My flatmate’s phone calls to Liberia added up to $82. I was worried they might have been more. I’m sure they would have been more if I hadn’t overheard him spell out his very common name and asked him about that. For all my previous flatmate’s faults, he’d always pay me promptly, thanks in no small part to his dad. Things are a bit harder with this guy even if I do get the money eventually.

With this bloke, food shopping is extremely stressful because he wants to spend almost bugger all on it. Every week I make a ridiculously small list. He vets the list, queries items that he doesn’t think should be on it, and puts asterisks next to the things that he doesn’t eat, lest I charge him for them. I go to Pak ‘n’ Save and come out through the 15-items-or-less lane with less shopping than I did when I lived alone. The first time I did the shopping after he moved in, I just, well, did the shopping. He didn’t like that one bit, and pulled everything out of the cupboard complaining that I’d already got three jars of this or four packets of that, jars and packets that I’d bought with my own money. Now the cupboard is virtually empty. I’m eating a lot more pies at lunchtime than before. I used to struggle to eat the BBQ pork fried noodles I sometimes get from the takeaway next to McDonalds on Adelaide Road. Now I wolf it down.

I wasn’t too happy with my English lesson tonight. I made the classic mistake of trying to pack too much in, too much vocab especially. I’m still learning.

Cooking with gas

I gave my first proper English lesson last night. This is so satisfying, dammit. I can see myself doing this for a while.

Last night I brought along maps of the world, Burma, New Zealand and the UK. On the map of New Zealand I pointed out the North and South Islands. My student said “what?” and seemed to be pointing at the stretch of water between the two islands. “That’s called Cook Strait.” He looked blank. I wrote down the name. Still blank. I then circled Mount Cook and wrote the name again in large letters. “See that word Cook again? See how it’s the same word? It’s also the same word as what you do when you make dinner. See?” He was well beyond blank at this point. What the hell’s he going on about now? He’s just lurched from travel to food. What’s next? Motoring?

(Collected data)
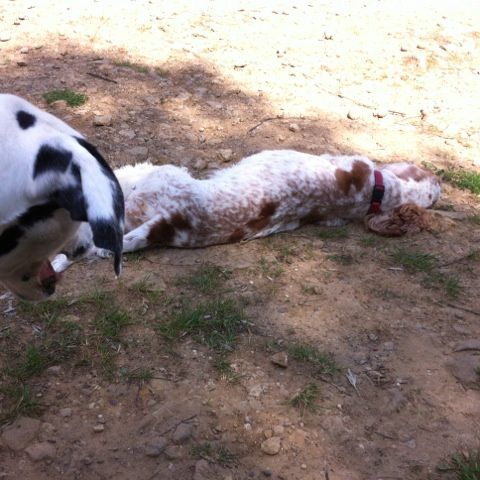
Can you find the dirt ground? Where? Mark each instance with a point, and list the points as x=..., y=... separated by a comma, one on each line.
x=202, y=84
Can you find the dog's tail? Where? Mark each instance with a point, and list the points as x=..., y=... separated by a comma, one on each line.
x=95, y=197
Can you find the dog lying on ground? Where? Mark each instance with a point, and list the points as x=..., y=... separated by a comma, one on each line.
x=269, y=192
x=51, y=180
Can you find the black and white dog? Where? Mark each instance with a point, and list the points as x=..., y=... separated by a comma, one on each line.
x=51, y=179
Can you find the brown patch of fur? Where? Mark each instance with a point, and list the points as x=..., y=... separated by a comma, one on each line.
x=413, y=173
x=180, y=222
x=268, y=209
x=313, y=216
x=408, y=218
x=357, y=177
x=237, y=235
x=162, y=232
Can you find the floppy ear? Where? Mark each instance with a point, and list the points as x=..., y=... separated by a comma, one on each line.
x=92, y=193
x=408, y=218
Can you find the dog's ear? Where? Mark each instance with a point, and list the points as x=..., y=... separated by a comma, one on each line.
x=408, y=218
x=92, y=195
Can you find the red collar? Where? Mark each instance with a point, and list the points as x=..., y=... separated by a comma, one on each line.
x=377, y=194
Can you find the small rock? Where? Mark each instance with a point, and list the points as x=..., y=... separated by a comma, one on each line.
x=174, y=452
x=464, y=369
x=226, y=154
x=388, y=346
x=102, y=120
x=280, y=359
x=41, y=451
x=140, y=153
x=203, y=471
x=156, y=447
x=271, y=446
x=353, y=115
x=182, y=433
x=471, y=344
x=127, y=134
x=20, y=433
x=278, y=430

TASK SET:
A. Print the part of the blog post about the flatmate and the English lessons starting with "I gave my first" and going on through "What’s next? Motoring?".
B. Carry on the blog post about the flatmate and the English lessons from the point where it stops.

ANSWERS GIVEN:
A.
I gave my first proper English lesson last night. This is so satisfying, dammit. I can see myself doing this for a while.

Last night I brought along maps of the world, Burma, New Zealand and the UK. On the map of New Zealand I pointed out the North and South Islands. My student said “what?” and seemed to be pointing at the stretch of water between the two islands. “That’s called Cook Strait.” He looked blank. I wrote down the name. Still blank. I then circled Mount Cook and wrote the name again in large letters. “See that word Cook again? See how it’s the same word? It’s also the same word as what you do when you make dinner. See?” He was well beyond blank at this point. What the hell’s he going on about now? He’s just lurched from travel to food. What’s next? Motoring?

B.
It’s fair to say I didn’t make a great start, but before long we were, um, cooking with gas. He told me about his region on the west coast of Burma called Rakhine, the farmers who work in the rice fields and the fishing boats. Sometimes he was hard to understand: his farmer came out as pama. It seems that both Burmese and his local dialect lack the fricatives f and v. We talked about dates and birthdays: he had no problem with numbers. I encouraged him to say the th sound (his native language has that) in words like fourth and tenth; I wasn’t going to let him get away with saying four and ten. I also tried to emphasise the importance of saying the s on the end of plurals like shoes. Apart from that we really just had a chat, and I think we all enjoyed that. His wife’s English is a little better than his and at times she would step in and interpret for him. At the end I showed him some pictures giving him suggestions for topics to talk about next time, and asked him to pick two. He picked sport (he likes football in particular) and the doctor.

This living situation is still hard – I feel constant pressure – but the relatively short timeframe and the things I enjoy such as marimba, and now the English teaching, are keeping me going.

Commencing my descent

I reached the top of the mountain over the long Easter weekend. Nine weeks of living with my flatmate, nine more to go. I’m so glad I had a chat with him earlier this month, hard as it was. I really don’t know where I’d be now otherwise.

I’m living in a state of perpetual fatigue. A good night’s sleep, when I get it, does little to energise me. Walking up to the top of Mount Vic on Friday was a major effort. Even just walking into town is a struggle – I watch people stream past me when I’m used to it being the other way round. Tennis on Sunday was a case of dragging myself onto the court. After the game, which was borderline embarrassing for me, I went to see Batman v Superman at the Embassy with a bloke from the club. He’s gay. He thought I was. I’m not. Before the film we ate at the Chinese place nearby. My meal was extremely good value. I’ll get number 98 again the next time I go there. The film was never going to be my thing. Given the name I use for this blog, I guess I like my superheroes to be extraterrestrial.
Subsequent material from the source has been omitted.